Problem details: Could you copy the Halloween column from "Only powerful witchcraft" to "apple. An apple!", substituting "sorcery" for "witchcraft"?

Supplied text:
_ _ _ _ _ _ _
Punny costume: The columnist’s partner, Roger Aschbrenner, as “a salt with a deadly weapon.” (Erin O’Mara photo)

Did a coven of nutritionists invent bobbing for apples?

Only powerful witchcraft could convince people to dunk their heads in a bucket of water swirling with the oily lip balm, sweat, saliva and snot of every stranger who already bobbed — all to come up with an apple. An apple!

And to what end? Apples are plentiful, so getting one shouldn’t require water torture. It must be an enchantment that bends minds into believing fun must be wholesome and nutritious. Maybe we should lean into the spell and bob for kale. At least it would be quicker and easier to get your teeth around.

I’m not sure if Halloween is a holiday or maybe just a celebration, and I’m not sure if or how to mark it this year.

Adults don’t get to trick-or-treat. My friends and I tried during college and got turned away from house after house for being “too old.” We should have put more effort into our costumes since “grunge rock musician” described how everyone looked every day. I’m a lot older now and I realize that if adults went out en masse to trick-or-treat the whole tradition would crumble because nobody would be home to give out candy.

Before the pandemic, I’d have a house full of friends visit over Halloween weekend. I don’t know why people decided Halloween was the best time to visit Maine. You can’t trust the weather; it can be 70 degrees or snowing. The water is freezing, the kayaks are tucked away, and most of the seasonal businesses are closed. But Halloween became a tradition.
_ _ _ _ _ _ _
Extracted entries:

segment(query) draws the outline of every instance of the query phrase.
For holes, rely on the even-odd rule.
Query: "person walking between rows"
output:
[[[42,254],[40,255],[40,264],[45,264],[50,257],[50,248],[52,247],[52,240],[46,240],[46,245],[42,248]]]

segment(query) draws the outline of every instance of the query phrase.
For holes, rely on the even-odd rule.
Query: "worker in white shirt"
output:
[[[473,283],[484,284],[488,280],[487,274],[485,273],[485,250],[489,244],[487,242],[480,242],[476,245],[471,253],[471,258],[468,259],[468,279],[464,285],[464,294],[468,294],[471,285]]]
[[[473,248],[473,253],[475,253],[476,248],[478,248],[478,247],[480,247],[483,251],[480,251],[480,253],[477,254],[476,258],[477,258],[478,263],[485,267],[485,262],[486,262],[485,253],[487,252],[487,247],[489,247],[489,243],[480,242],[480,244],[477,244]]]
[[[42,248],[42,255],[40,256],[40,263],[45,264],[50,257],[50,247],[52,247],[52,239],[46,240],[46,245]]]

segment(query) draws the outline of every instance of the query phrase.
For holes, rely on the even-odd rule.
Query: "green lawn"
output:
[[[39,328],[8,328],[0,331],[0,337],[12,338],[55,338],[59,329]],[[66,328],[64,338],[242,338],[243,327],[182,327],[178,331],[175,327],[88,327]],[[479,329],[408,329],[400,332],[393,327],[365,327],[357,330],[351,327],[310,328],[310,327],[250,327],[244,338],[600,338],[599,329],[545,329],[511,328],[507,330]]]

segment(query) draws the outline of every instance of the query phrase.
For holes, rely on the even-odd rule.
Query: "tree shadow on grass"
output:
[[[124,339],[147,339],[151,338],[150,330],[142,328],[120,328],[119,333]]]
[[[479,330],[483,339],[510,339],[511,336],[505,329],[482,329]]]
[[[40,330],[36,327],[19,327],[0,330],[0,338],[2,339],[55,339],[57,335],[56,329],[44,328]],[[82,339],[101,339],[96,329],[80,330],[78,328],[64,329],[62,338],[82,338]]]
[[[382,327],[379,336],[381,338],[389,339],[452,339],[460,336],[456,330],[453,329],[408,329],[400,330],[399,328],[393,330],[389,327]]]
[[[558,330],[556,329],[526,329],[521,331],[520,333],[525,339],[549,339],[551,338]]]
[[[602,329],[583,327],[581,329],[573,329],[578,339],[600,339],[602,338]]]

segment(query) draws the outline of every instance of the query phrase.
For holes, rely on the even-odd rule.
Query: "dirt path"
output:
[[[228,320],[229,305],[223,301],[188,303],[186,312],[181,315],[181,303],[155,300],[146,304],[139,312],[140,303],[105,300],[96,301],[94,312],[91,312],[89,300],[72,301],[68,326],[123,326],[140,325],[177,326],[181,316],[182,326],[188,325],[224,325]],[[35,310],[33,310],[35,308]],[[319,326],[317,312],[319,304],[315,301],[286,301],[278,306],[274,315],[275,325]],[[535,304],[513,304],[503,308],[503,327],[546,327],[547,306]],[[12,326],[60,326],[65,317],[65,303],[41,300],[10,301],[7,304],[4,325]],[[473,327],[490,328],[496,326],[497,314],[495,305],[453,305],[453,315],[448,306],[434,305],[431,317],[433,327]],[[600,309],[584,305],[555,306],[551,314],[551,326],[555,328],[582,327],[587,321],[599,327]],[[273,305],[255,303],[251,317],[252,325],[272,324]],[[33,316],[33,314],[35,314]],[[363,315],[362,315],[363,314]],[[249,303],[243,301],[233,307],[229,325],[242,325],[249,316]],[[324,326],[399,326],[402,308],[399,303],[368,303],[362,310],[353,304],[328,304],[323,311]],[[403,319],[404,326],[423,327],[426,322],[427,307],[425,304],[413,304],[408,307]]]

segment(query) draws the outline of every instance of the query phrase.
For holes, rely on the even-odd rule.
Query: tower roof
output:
_ _ _ _ _ _ _
Exercise answer:
Only powerful sorcery could convince people to dunk their heads in a bucket of water swirling with the oily lip balm, sweat, saliva and snot of every stranger who already bobbed — all to come up with an apple. An apple!